▶ _TASK STATEMENT_
Nothing in the records should be altered; retype them all exactly.
=== INFORMATION SUPPLIED ===
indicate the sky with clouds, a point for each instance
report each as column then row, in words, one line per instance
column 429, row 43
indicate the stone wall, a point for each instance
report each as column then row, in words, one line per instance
===
▶ _WRITTEN SOLUTION_
indicate the sky with clouds, a point for each instance
report each as column then row, in words, one line per instance
column 429, row 43
indicate the stone wall, a point for each instance
report each as column then row, in words, one line per instance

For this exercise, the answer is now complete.